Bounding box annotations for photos
# # #
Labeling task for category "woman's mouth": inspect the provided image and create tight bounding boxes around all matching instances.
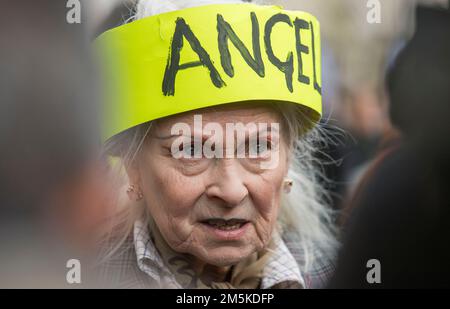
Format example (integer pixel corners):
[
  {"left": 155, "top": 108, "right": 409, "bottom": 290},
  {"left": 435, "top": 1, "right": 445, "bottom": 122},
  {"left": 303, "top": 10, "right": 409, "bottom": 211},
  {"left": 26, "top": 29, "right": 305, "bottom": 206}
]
[{"left": 201, "top": 218, "right": 249, "bottom": 240}]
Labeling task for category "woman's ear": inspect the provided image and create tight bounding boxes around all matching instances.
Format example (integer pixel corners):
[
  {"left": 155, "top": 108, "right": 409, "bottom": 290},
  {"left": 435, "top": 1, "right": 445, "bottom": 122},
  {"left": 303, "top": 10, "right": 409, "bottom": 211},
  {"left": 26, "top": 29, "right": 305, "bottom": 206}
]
[{"left": 125, "top": 160, "right": 141, "bottom": 186}]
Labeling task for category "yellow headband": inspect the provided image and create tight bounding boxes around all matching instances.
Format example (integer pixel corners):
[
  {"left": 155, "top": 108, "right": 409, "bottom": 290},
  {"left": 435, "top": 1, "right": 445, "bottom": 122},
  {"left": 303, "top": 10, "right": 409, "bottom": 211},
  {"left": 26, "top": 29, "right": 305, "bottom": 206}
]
[{"left": 97, "top": 4, "right": 322, "bottom": 139}]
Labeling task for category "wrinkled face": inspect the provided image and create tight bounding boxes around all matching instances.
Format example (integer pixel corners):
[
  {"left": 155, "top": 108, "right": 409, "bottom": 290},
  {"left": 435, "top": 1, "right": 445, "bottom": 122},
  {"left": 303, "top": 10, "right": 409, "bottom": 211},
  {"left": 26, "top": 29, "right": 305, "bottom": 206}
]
[{"left": 129, "top": 104, "right": 288, "bottom": 266}]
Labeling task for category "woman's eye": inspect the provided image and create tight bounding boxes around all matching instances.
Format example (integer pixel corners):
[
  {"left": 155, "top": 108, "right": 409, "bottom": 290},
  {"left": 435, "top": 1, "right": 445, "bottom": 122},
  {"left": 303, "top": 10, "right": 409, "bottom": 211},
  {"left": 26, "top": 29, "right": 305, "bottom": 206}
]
[
  {"left": 249, "top": 140, "right": 271, "bottom": 156},
  {"left": 180, "top": 143, "right": 203, "bottom": 159}
]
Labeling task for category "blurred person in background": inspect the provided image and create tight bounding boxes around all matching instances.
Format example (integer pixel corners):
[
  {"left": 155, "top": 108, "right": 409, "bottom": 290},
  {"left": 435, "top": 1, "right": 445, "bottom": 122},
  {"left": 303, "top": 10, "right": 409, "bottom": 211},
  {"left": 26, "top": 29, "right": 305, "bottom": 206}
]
[
  {"left": 330, "top": 4, "right": 450, "bottom": 288},
  {"left": 0, "top": 0, "right": 107, "bottom": 288}
]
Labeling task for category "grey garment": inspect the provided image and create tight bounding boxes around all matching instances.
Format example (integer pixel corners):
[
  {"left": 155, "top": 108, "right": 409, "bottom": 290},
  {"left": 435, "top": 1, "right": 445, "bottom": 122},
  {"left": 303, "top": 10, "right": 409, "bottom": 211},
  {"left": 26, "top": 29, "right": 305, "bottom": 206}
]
[{"left": 95, "top": 221, "right": 333, "bottom": 289}]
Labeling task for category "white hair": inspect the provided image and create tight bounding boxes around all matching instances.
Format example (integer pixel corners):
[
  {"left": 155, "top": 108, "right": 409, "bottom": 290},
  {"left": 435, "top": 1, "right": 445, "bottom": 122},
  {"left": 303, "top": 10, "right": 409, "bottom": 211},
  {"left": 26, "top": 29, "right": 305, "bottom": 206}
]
[{"left": 105, "top": 0, "right": 338, "bottom": 272}]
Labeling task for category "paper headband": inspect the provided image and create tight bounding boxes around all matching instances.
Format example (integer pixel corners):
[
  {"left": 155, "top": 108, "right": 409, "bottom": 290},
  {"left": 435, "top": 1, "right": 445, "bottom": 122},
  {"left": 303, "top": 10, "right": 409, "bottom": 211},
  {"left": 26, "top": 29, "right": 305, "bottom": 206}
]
[{"left": 97, "top": 4, "right": 322, "bottom": 140}]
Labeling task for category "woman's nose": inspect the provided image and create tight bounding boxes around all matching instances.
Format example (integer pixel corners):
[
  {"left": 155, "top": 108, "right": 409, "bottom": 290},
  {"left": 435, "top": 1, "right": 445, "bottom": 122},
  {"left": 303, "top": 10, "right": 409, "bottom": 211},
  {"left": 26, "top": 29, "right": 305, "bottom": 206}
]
[{"left": 206, "top": 159, "right": 248, "bottom": 207}]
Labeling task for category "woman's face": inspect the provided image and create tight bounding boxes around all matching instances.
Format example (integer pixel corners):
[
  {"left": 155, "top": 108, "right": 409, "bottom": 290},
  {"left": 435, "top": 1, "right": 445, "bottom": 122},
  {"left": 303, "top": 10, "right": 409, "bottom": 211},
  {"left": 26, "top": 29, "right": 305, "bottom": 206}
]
[{"left": 129, "top": 104, "right": 288, "bottom": 266}]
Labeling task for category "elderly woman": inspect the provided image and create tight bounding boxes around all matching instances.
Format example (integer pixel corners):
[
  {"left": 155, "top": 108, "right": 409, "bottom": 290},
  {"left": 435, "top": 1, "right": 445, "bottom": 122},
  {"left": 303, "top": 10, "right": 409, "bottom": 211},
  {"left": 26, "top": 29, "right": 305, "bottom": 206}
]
[{"left": 99, "top": 0, "right": 336, "bottom": 289}]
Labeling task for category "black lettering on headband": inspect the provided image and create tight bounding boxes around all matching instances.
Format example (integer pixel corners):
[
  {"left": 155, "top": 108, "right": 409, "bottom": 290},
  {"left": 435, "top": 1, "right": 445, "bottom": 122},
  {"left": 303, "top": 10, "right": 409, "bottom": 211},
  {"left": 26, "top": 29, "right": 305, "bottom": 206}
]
[
  {"left": 162, "top": 18, "right": 225, "bottom": 96},
  {"left": 294, "top": 18, "right": 310, "bottom": 85},
  {"left": 309, "top": 21, "right": 322, "bottom": 95},
  {"left": 217, "top": 12, "right": 265, "bottom": 77},
  {"left": 264, "top": 13, "right": 294, "bottom": 93}
]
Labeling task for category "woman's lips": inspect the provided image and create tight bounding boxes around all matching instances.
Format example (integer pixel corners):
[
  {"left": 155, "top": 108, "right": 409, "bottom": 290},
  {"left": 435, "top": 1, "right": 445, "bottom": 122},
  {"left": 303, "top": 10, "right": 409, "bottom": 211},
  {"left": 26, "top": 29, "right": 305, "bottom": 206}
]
[{"left": 201, "top": 219, "right": 250, "bottom": 240}]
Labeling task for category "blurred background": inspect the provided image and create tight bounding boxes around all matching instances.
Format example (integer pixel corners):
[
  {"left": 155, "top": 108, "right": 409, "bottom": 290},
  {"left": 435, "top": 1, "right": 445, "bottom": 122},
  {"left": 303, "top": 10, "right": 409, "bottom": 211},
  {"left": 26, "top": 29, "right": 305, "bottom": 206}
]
[{"left": 0, "top": 0, "right": 450, "bottom": 287}]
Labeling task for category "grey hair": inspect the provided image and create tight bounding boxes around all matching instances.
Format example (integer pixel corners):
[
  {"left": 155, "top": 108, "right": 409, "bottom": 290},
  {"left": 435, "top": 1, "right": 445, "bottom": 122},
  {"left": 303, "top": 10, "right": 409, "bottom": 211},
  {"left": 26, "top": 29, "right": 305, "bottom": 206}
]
[{"left": 101, "top": 0, "right": 338, "bottom": 272}]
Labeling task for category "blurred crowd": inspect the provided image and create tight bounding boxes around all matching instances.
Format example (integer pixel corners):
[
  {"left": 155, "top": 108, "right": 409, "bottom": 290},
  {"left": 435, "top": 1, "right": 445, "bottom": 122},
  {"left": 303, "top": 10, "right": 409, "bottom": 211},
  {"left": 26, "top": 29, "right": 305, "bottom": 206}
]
[{"left": 0, "top": 0, "right": 450, "bottom": 288}]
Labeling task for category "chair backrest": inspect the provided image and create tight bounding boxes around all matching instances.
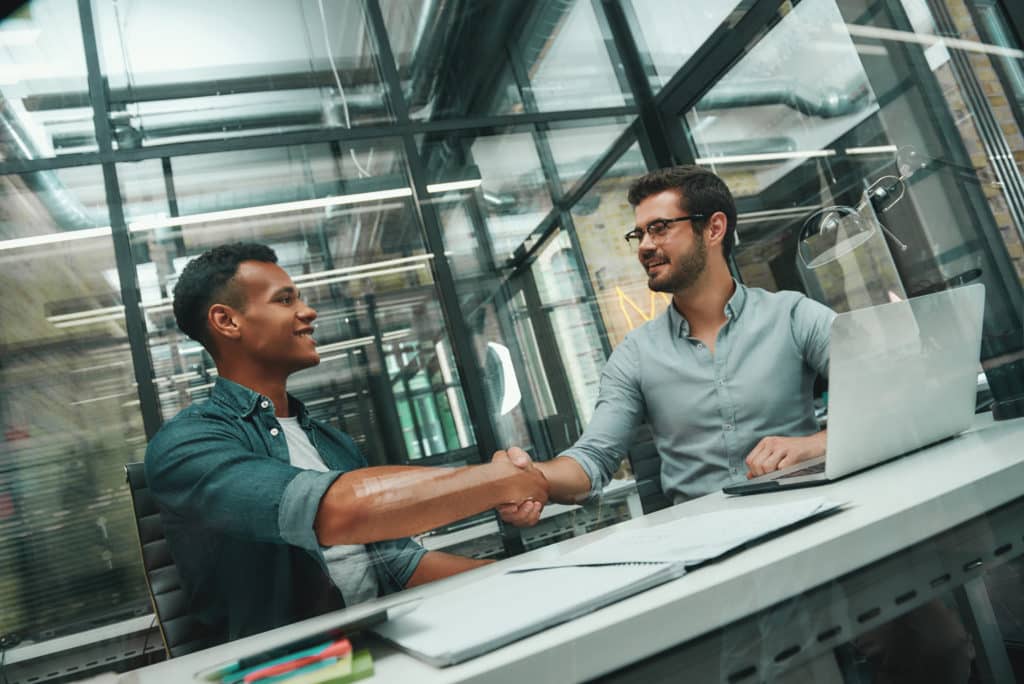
# # #
Short problem.
Return every line of the items above that contains the string "background".

Written solution.
Labeling task for category "blurred person in background": inspect the provided image and create tight bounding boxes around all matching instances.
Labeling task for category "blurred background": inspect the provided image and create tight bounding boxes around all matching instances.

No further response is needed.